Exercise: Copy out each of the following records line for line, leaving every word, number, and symbol unchanged.

Coordinate annotation records:
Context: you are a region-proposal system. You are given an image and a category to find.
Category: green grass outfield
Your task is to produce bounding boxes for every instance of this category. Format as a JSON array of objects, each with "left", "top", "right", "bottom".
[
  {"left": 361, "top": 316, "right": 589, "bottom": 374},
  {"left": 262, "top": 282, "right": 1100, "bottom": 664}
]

Result of this exercise:
Context: you are a region-proposal system. You are given an image and a category to find.
Category: green grass outfield
Your task is to produce bounding boxes for every instance of this category. Format as a JSON array of objects, each with "left", "top", "right", "bottom".
[
  {"left": 361, "top": 316, "right": 589, "bottom": 374},
  {"left": 262, "top": 282, "right": 1100, "bottom": 664}
]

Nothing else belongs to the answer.